- INSTRUÇÕES -
1. No texto sobre os protestos contra o ICE em Los Angeles, com que parcela do eleitorado Trump chegou à presidência?
2. Retome o texto sobre os protestos contra o ICE em Los Angeles a partir da última frase apresentada, mantendo o mesmo tom.

- TEXTO FORNECIDO -
┌────────
Os protestos e os confrontos de rua ocasionais continuaram por uma semana. A cidade se acalmou com a retirada do ICE e da Guarda Nacional e o equilíbrio de forças desestimulou novos confrontos.

As manifestações de 14 de junho repudiaram Trump, o ICE e o envio da Guarda Nacional. “Foda-se a migra!!” foi uma palavra de ordem popular em Los Angeles e em todo o país.

O que virá a seguir dependerá, em parte, das ações de Trump. Se as operações do ICE continuarem, haverá protestos. O envio da Guarda Nacional não impedirá isso — tampouco deterá o crescimento da resistência de massas.

Uma mão fraca

Trump joga com uma mão fraca. Chegou à presidência com os votos de menos de um terço do eleitorado. Sua posição nas pesquisas é a mais baixa de qualquer presidente neste ponto do mandato — exceto sua própria posição durante o primeiro mandato. Todas as suas políticas, incluindo as migratórias, estão em crise — ou seja, em todas elas as taxas de reprovação superam as de apoio.

O tempo não está a seu favor. Espera-se que os candidatos republicanos tenham um desempenho ruim nas eleições off-year deste ano e nas eleições de meio de mandato do próximo. É provável que os democratas recuperem a presidência em 2028. As oscilações bipartidárias têm sido cada vez mais frequentes e caóticas — e ainda assim não resolvem nada, pois ambos os partidos capitalistas são inimigos da classe trabalhadora e dos oprimidos.
└────────
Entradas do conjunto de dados
┌────────
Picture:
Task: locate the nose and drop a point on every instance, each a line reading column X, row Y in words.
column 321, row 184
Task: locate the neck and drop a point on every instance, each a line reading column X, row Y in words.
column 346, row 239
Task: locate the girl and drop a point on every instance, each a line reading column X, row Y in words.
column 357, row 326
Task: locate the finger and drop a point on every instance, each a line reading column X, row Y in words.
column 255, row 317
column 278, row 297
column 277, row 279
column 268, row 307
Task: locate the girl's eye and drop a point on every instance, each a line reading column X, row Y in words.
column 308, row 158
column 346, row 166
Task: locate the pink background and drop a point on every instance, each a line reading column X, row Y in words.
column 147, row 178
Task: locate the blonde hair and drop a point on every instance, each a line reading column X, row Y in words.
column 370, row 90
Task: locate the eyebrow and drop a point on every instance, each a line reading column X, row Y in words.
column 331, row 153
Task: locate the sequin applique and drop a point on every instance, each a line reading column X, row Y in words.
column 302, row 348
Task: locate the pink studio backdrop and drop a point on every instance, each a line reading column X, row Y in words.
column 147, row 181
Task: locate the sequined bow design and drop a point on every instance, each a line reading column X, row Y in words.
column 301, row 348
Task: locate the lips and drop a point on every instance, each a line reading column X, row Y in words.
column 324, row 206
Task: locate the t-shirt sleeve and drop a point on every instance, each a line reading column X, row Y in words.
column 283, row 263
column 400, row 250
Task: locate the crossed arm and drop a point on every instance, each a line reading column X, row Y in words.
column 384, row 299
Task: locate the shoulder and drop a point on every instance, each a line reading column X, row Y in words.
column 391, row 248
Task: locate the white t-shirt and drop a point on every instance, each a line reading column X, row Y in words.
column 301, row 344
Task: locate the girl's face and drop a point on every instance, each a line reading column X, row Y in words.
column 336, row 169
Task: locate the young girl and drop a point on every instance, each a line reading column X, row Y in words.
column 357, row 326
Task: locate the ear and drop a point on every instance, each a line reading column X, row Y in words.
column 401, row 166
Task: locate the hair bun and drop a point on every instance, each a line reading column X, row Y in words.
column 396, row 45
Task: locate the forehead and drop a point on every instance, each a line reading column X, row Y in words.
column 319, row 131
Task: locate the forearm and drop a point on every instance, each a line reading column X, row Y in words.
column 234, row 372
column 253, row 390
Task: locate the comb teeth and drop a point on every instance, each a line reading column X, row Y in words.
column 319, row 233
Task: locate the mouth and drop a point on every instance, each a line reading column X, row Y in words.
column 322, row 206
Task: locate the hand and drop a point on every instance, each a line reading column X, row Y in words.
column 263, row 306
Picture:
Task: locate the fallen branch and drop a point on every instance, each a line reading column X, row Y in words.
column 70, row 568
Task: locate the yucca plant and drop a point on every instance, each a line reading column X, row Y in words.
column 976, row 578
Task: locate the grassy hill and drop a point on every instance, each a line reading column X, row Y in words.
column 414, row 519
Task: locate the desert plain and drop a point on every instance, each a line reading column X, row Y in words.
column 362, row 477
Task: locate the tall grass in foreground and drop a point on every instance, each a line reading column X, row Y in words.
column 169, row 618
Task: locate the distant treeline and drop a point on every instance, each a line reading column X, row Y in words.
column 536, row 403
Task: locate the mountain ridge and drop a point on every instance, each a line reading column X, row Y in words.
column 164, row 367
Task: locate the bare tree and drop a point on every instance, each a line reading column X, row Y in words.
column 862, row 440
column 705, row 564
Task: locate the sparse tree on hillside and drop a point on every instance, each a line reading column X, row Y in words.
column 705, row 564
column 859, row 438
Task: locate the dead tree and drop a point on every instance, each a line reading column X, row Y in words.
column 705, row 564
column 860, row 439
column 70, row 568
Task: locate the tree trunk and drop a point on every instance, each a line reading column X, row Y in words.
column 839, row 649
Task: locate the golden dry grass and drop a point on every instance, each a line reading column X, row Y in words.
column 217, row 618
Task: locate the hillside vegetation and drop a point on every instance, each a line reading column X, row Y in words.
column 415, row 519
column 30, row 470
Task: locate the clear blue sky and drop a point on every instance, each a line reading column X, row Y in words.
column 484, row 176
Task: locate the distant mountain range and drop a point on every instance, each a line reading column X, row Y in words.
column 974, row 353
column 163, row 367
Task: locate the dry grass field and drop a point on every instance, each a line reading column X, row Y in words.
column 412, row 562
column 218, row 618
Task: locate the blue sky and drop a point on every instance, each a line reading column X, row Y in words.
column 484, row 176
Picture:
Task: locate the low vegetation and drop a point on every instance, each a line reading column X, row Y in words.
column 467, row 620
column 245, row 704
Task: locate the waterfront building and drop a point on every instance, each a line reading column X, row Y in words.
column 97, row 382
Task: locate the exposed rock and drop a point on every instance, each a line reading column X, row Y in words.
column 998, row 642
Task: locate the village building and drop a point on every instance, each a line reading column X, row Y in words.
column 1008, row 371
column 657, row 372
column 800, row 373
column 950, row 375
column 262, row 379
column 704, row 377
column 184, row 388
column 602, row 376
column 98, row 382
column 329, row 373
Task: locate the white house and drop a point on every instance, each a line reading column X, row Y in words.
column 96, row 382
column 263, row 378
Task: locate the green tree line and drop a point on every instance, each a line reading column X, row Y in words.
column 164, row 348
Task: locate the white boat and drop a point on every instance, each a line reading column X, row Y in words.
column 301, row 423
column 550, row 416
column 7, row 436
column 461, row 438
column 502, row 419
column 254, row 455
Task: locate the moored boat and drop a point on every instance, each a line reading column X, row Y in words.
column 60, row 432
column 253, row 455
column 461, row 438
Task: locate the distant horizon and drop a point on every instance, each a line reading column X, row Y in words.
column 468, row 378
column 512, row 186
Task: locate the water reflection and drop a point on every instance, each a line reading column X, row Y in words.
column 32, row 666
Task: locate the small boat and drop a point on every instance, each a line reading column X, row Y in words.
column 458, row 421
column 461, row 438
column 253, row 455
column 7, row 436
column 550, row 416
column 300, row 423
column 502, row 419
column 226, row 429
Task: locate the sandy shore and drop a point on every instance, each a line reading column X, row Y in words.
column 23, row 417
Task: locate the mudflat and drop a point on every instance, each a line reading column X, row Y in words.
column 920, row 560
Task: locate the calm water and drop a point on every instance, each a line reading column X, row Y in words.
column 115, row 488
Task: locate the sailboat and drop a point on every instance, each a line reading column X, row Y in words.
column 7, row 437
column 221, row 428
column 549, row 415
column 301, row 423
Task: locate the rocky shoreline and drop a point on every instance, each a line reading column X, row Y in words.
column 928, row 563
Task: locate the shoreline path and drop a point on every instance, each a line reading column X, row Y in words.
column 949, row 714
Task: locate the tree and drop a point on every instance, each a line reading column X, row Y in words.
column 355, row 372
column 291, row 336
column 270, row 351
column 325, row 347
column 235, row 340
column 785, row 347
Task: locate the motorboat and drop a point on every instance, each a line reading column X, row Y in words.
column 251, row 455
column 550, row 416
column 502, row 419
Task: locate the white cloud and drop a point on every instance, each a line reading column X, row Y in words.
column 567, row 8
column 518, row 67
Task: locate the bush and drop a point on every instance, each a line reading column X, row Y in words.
└────────
- RESULTADOS DOS EXERCÍCIOS -
1. Com os votos de menos de um terço do eleitorado.

2.
É possível, em tese, que Trump declare estado de emergência, cancele as eleições e permaneça no poder até a velhice. Mas, para isso, precisaria do apoio dos militares e, para tanto, da classe dominante. As políticas de Trump são incoerentes demais para que isso se concretize. A democracia continua sendo o melhor invólucro do capitalismo — e os capitalistas se saem muito bem com ela.

Tome-se o exemplo da imigração, centro das atenções no momento. Trump diz querer deportar milhões de imigrantes. Mas a economia dos EUA precisa deles. A população nativa está em queda. Os trabalhadores nativos estão envelhecendo e deixando a força de trabalho. Os capitalistas querem trabalhadores imigrantes mal pagos na agricultura, processamento de alimentos, construção civil, gastronomia, hotelaria, hospitais, cuidados infantis e de idosos — e também trabalhadores altamente qualificados e com formação em ciência, tecnologia e engenharia.

Trump sabe disso, pois lucra com o sistema atual. Seu ataque aos imigrantes não visa expulsá-los, mas aterrorizá-los em benefício dos patrões. Os imigrantes trabalham duro por salários baixos em empregos que os estadunidenses não querem. Trump quer que eles continuem fazendo isso.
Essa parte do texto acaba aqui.